**YOUR TASK**
Extract the full set of records, then give each one again exactly.

**DATA FOR THE TASK**
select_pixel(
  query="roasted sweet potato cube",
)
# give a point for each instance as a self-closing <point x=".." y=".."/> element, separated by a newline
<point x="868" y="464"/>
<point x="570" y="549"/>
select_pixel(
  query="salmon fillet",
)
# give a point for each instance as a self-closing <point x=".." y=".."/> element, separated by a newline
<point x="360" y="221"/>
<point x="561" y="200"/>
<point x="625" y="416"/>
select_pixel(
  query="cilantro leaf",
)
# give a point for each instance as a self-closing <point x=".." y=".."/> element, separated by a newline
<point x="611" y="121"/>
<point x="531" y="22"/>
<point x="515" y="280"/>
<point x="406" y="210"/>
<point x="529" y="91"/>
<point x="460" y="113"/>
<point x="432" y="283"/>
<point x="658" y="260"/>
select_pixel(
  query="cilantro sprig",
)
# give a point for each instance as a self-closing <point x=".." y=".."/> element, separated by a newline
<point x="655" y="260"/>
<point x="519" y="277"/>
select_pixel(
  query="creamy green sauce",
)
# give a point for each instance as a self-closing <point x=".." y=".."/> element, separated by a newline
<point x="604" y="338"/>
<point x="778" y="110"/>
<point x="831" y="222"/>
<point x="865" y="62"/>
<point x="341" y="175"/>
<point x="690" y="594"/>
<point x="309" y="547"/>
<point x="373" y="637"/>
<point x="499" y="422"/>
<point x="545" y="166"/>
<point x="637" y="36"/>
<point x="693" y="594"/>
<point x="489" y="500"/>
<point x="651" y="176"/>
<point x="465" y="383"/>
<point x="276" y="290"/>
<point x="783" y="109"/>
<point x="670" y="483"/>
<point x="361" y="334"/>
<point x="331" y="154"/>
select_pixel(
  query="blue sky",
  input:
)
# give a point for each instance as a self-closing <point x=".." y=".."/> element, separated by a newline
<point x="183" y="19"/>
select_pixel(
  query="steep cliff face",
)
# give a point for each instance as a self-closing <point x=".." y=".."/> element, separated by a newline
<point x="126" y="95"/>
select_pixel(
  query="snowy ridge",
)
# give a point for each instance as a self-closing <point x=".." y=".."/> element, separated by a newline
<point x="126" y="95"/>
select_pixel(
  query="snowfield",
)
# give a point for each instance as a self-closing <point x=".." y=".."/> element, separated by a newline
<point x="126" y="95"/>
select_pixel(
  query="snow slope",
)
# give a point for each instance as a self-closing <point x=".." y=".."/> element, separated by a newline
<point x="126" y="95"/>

**OUTPUT BELOW**
select_pixel(
  query="roasted sweet potato cube",
)
# give a point for each instance as a self-closing <point x=".." y=".."/> element, separated by a newline
<point x="868" y="464"/>
<point x="570" y="549"/>
select_pixel(
  query="salmon fillet",
)
# give a point for each instance as a self-closing <point x=".." y=".."/> element, separated by a newline
<point x="360" y="221"/>
<point x="561" y="200"/>
<point x="625" y="416"/>
select_pixel(
  query="cilantro leaf",
)
# give a point for each instance as a self-closing <point x=".." y=".."/> element, separated by a newline
<point x="611" y="121"/>
<point x="531" y="22"/>
<point x="515" y="280"/>
<point x="406" y="210"/>
<point x="529" y="91"/>
<point x="460" y="113"/>
<point x="432" y="283"/>
<point x="658" y="260"/>
select_pixel(
  query="cilantro sprig",
)
# give a point for each instance as a self-closing <point x=".." y=".."/> element, separated by a newline
<point x="655" y="260"/>
<point x="519" y="277"/>
select_pixel(
  query="creamy green sauce",
)
# give a point for each instance as a self-closing <point x=".." y=".."/> element, separated by a newline
<point x="604" y="338"/>
<point x="778" y="110"/>
<point x="831" y="222"/>
<point x="865" y="62"/>
<point x="341" y="175"/>
<point x="690" y="594"/>
<point x="309" y="547"/>
<point x="373" y="637"/>
<point x="499" y="422"/>
<point x="545" y="166"/>
<point x="637" y="36"/>
<point x="693" y="594"/>
<point x="489" y="500"/>
<point x="651" y="176"/>
<point x="465" y="383"/>
<point x="276" y="290"/>
<point x="783" y="109"/>
<point x="670" y="483"/>
<point x="361" y="334"/>
<point x="331" y="154"/>
select_pixel(
  query="blue sky",
  input:
)
# give a point for each instance as a self-closing <point x=".." y=".."/> element, separated by a newline
<point x="183" y="19"/>
select_pixel(
  query="steep cliff face",
)
# give a point for each instance as a self-closing <point x=".." y=".."/> element, separated by a newline
<point x="126" y="95"/>
select_pixel(
  query="snowy ridge",
)
# give a point for each instance as a self-closing <point x=".." y=".."/> element, separated by a newline
<point x="126" y="95"/>
select_pixel(
  query="snowfield",
)
# give a point for each instance as a self-closing <point x=".." y=".."/> element, separated by a newline
<point x="126" y="95"/>
select_pixel(
  query="snow slope",
)
# give a point for each instance as a self-closing <point x=".." y=".."/> element, separated by a newline
<point x="126" y="95"/>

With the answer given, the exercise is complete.